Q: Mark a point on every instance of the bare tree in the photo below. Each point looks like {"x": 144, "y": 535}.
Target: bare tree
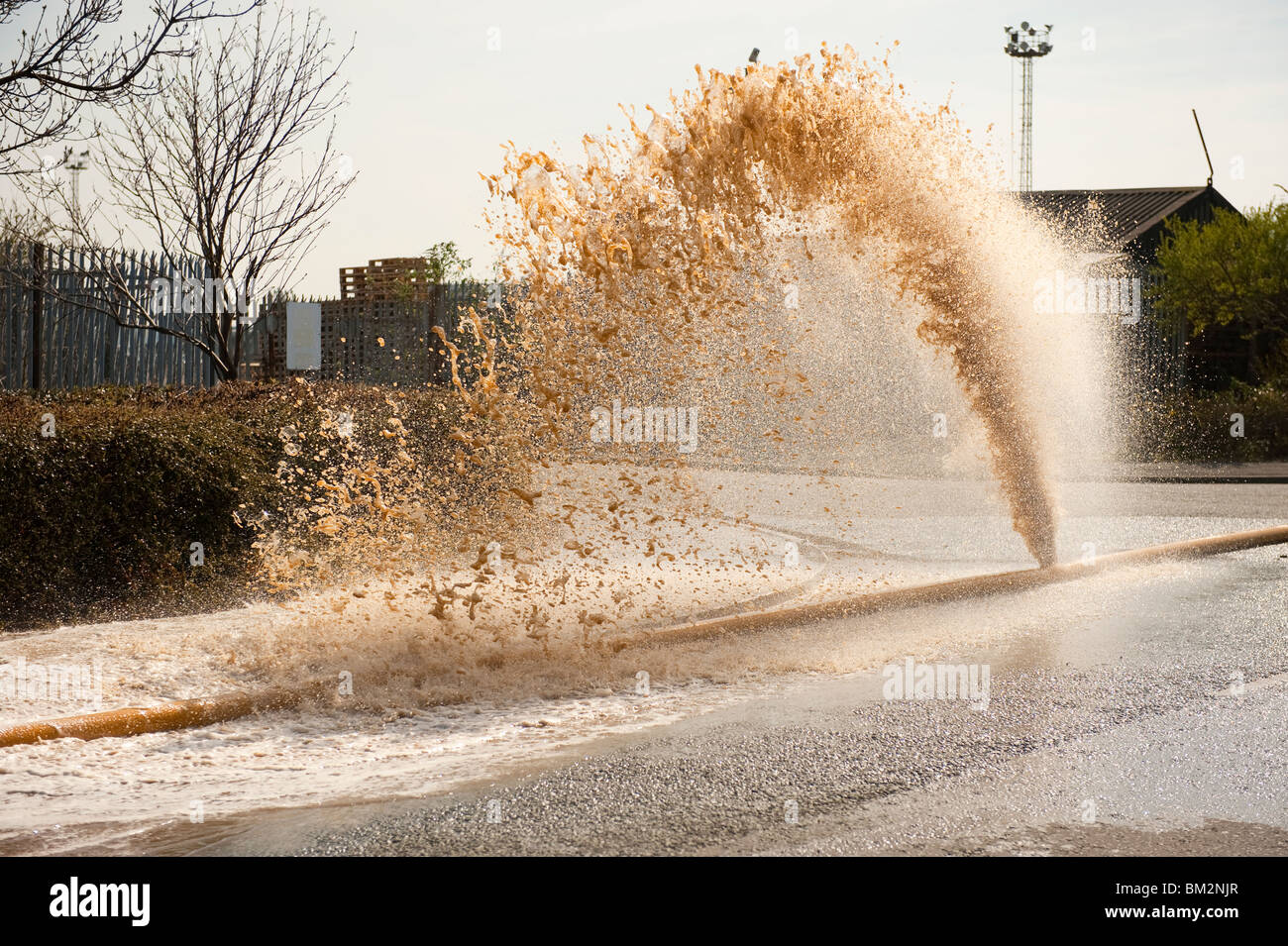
{"x": 232, "y": 164}
{"x": 63, "y": 63}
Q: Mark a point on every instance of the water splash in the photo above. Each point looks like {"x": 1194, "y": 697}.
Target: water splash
{"x": 642, "y": 261}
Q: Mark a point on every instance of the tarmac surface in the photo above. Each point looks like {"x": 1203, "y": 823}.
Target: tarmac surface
{"x": 1132, "y": 713}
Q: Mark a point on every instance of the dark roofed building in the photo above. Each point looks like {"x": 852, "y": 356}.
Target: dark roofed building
{"x": 1127, "y": 220}
{"x": 1126, "y": 226}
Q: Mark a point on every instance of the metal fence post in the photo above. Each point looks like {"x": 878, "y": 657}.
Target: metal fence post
{"x": 38, "y": 309}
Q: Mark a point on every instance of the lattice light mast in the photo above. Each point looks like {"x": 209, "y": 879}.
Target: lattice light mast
{"x": 1026, "y": 44}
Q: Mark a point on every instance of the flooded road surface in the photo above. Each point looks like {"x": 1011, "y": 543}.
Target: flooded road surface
{"x": 1138, "y": 710}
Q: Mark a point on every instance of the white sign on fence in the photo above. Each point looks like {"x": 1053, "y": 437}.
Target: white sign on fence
{"x": 303, "y": 336}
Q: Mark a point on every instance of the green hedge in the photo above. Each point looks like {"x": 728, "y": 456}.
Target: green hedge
{"x": 97, "y": 521}
{"x": 1196, "y": 428}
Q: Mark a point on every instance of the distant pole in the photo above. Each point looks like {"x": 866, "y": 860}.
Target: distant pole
{"x": 38, "y": 309}
{"x": 73, "y": 167}
{"x": 1194, "y": 112}
{"x": 1026, "y": 44}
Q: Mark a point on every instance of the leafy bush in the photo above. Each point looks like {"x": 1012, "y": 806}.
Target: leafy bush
{"x": 1197, "y": 428}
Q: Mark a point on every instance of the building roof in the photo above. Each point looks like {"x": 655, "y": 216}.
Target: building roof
{"x": 1124, "y": 214}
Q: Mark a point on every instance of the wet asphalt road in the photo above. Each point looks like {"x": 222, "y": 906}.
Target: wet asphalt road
{"x": 1129, "y": 713}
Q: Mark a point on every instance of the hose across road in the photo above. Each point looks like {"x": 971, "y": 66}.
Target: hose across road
{"x": 222, "y": 708}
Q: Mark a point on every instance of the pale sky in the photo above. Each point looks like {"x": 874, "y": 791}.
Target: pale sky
{"x": 430, "y": 103}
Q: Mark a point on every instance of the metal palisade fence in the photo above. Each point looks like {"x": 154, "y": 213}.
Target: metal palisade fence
{"x": 80, "y": 318}
{"x": 73, "y": 318}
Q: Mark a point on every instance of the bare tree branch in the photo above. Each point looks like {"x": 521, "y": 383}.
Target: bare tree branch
{"x": 232, "y": 163}
{"x": 60, "y": 64}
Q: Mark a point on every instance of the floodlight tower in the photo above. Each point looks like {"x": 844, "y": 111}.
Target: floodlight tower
{"x": 1026, "y": 44}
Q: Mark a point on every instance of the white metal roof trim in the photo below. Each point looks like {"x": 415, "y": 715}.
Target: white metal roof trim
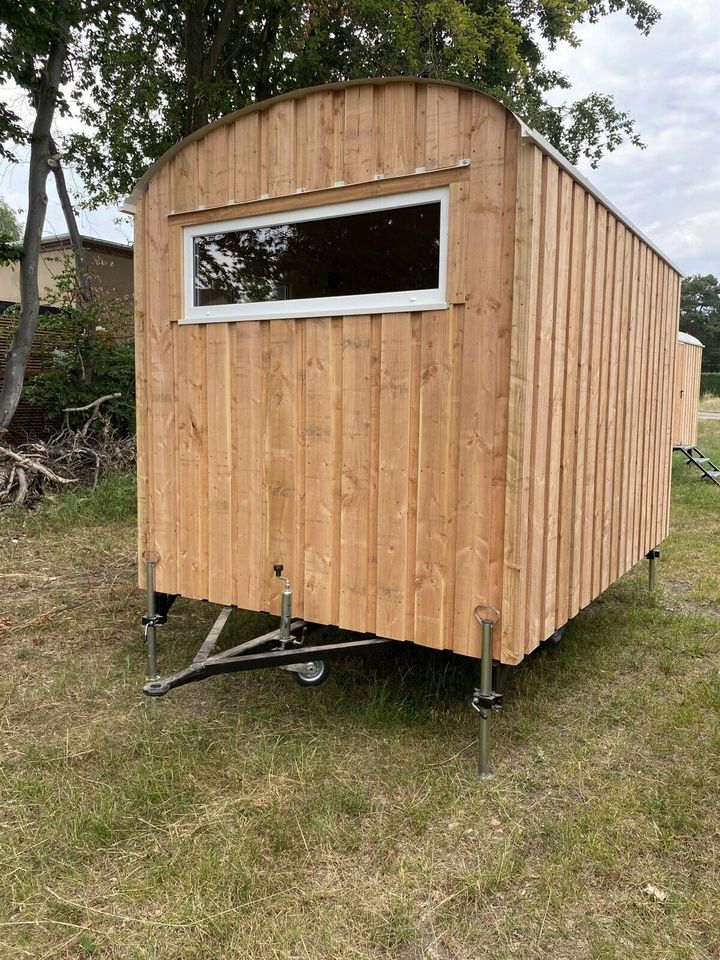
::::
* **EXERCISE**: Search the listing above for "below" and copy every line that holds it.

* **COMPLETED EXERCISE**:
Q: Mark a point on every instance of the bare tree in the photo below. Each point looks like {"x": 144, "y": 535}.
Q: Mark a point on every instance of the white metal roof trim in the photo below. Each point looks like {"x": 415, "y": 715}.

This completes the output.